[PROVIDED TEXT]
################
Reputation: 167
I am trying to assign the values of one Pandas dataframe to another dataframe. However, the assignment results are not behaving as I expected and I'm not sure why. I have a workaround, however, I don't understand why this workaround is necessary or whether it is a preferred workaround.
I set up my data like this:
d1 = {'col1': [1,2,3,4,5], 'col2': ['a','ERROR','ERROR','ERROR', 'e']}
df1 = pd.DataFrame(data=d1)
d2 = {'col3': ['b','c','d']}
df2 = pd.DataFrame(data=d2)
bad = (df1['col2'] == 'ERROR')
This is what I tried (but it does not work as I expected):
df1.loc[bad,'col2'] = df2.loc[:,'col3']
print(df1)
col1 col2
0 1 a
1 2 c
2 3 d
3 4 NaN
4 5 e
However, if I change the code to the following, then it does work:
df1.loc[bad,'col2'] = df2.loc[:,'col3'].values
print(df1)
col1 col2
0 1 a
1 2 b
2 3 c
3 4 d
4 5 e
Upvotes: 1
Views: 298
Reputation: 3967
Explaining @coldspeed
comment.
################
[DATASET RECORDS]
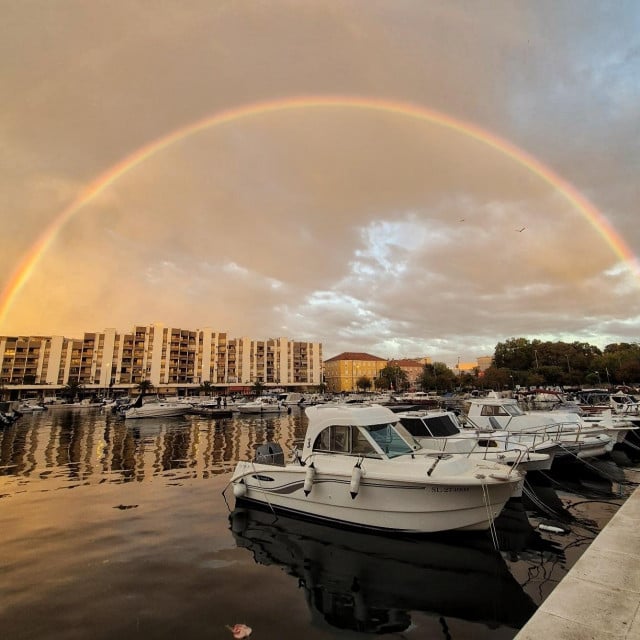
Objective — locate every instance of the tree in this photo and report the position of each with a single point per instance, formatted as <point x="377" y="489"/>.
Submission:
<point x="437" y="376"/>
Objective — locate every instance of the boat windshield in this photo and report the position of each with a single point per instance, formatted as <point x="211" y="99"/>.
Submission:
<point x="393" y="439"/>
<point x="514" y="410"/>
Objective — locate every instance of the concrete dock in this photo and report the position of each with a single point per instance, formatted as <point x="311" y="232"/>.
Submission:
<point x="599" y="599"/>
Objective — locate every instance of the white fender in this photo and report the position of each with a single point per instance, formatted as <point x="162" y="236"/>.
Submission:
<point x="308" y="479"/>
<point x="240" y="489"/>
<point x="356" y="476"/>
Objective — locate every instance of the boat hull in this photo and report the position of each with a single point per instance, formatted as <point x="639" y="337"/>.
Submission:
<point x="410" y="506"/>
<point x="156" y="412"/>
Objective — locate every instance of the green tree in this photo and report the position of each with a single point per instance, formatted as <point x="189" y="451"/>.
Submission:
<point x="437" y="377"/>
<point x="364" y="383"/>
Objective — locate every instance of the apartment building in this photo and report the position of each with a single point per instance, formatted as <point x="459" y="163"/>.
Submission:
<point x="168" y="357"/>
<point x="342" y="372"/>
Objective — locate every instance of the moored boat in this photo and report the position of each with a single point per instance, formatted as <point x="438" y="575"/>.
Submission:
<point x="360" y="466"/>
<point x="154" y="407"/>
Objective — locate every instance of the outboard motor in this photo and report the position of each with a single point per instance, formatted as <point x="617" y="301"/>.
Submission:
<point x="270" y="453"/>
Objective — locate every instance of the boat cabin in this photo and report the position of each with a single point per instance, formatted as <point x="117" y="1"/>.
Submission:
<point x="369" y="431"/>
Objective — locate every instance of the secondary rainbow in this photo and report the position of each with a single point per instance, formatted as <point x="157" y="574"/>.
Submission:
<point x="26" y="267"/>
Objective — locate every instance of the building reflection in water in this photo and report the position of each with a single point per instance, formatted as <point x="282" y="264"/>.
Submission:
<point x="86" y="446"/>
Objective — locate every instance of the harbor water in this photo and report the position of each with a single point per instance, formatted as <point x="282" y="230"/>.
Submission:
<point x="127" y="529"/>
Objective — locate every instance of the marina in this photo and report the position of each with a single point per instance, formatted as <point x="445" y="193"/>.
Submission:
<point x="115" y="527"/>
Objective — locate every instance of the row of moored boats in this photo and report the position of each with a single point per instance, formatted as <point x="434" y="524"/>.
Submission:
<point x="420" y="470"/>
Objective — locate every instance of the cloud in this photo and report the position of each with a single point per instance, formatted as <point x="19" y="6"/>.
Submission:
<point x="363" y="230"/>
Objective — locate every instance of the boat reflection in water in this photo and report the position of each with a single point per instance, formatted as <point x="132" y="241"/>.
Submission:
<point x="370" y="582"/>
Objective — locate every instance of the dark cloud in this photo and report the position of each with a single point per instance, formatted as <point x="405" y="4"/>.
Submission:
<point x="363" y="230"/>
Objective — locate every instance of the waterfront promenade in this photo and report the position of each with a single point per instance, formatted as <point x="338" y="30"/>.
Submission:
<point x="599" y="599"/>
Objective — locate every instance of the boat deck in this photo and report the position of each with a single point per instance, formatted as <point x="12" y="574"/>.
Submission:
<point x="599" y="598"/>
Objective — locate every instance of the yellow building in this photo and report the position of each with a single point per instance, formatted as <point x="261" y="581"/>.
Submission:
<point x="412" y="368"/>
<point x="342" y="372"/>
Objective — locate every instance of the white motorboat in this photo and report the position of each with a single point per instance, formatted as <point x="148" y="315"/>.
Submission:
<point x="573" y="436"/>
<point x="360" y="466"/>
<point x="261" y="405"/>
<point x="154" y="407"/>
<point x="440" y="430"/>
<point x="27" y="406"/>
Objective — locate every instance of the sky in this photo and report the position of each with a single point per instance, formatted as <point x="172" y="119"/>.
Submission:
<point x="398" y="177"/>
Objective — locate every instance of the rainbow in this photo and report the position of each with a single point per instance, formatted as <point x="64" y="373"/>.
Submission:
<point x="29" y="262"/>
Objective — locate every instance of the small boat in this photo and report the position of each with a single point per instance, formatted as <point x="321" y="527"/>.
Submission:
<point x="575" y="438"/>
<point x="154" y="407"/>
<point x="361" y="467"/>
<point x="30" y="407"/>
<point x="440" y="430"/>
<point x="261" y="405"/>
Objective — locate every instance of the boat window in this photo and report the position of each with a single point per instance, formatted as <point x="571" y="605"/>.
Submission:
<point x="442" y="426"/>
<point x="389" y="440"/>
<point x="493" y="410"/>
<point x="344" y="439"/>
<point x="340" y="439"/>
<point x="487" y="443"/>
<point x="360" y="445"/>
<point x="416" y="427"/>
<point x="514" y="410"/>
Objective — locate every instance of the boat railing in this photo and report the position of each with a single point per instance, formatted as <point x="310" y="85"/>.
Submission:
<point x="485" y="448"/>
<point x="565" y="431"/>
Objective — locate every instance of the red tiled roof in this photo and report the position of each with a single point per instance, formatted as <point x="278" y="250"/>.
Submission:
<point x="354" y="355"/>
<point x="407" y="362"/>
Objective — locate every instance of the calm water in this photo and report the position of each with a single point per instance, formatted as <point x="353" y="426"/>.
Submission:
<point x="114" y="529"/>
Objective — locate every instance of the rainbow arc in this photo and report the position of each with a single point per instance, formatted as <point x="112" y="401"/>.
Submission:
<point x="590" y="213"/>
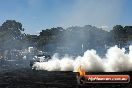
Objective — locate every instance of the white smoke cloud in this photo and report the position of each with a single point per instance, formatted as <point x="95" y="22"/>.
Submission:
<point x="116" y="60"/>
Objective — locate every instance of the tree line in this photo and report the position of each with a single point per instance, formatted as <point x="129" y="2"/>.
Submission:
<point x="12" y="36"/>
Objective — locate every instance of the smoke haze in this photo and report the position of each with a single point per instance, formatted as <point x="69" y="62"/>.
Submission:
<point x="115" y="60"/>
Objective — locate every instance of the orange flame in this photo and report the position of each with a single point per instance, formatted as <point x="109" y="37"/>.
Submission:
<point x="81" y="71"/>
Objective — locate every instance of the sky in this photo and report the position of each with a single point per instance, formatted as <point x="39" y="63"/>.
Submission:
<point x="37" y="15"/>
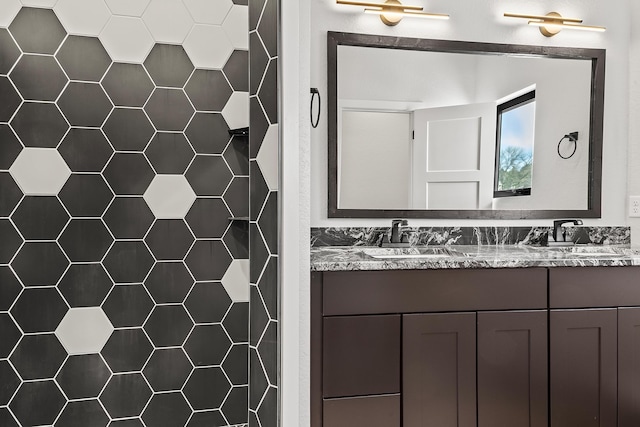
################
[PROBLEMS AND TASKS]
(A) Does each statement below agree with the pandas thread? Answer yes or no for (i), (ii) and (iii), and quote the words from the thread that decide each one.
(i) After the first attempt, the row with index 3 held NaN in col2.
(ii) The poster reports that adding .values to the right-hand side made the assignment work.
(iii) The poster states that the .values workaround is the preferred one.
(B) Could you carry the pandas thread on from its last line and write the next part of it?
The rows are separate material and stand apart from the pandas thread.

[IN RESPONSE]
(A)
(i) Yes: "3 4 NaN"
(ii) Yes: "However, if I change the code to the following, then it does work"
(iii) No: "I don't understand why this workaround is necessary or whether it is a preferred workaround."

(B)
Try this:
df1.loc[bad, 'col2']
which gives you
1 ERROR
2 ERROR
3 ERROR
Name: col2, dtype: object
As you can observe above data has index 1,2 and 3. Now check df2 index
col3
0 b
1 c
2 d
So when you replace using df1.loc[bad,'col2'] = df2.loc[:,'col3']
only second and third index gets the values. However, when you use values
you are proceeding correctly because that forms a numpy array as can be verified from type(df2.col3.values)
or a python list using type(df2.col3.tolist())
. Both of them are acceptable.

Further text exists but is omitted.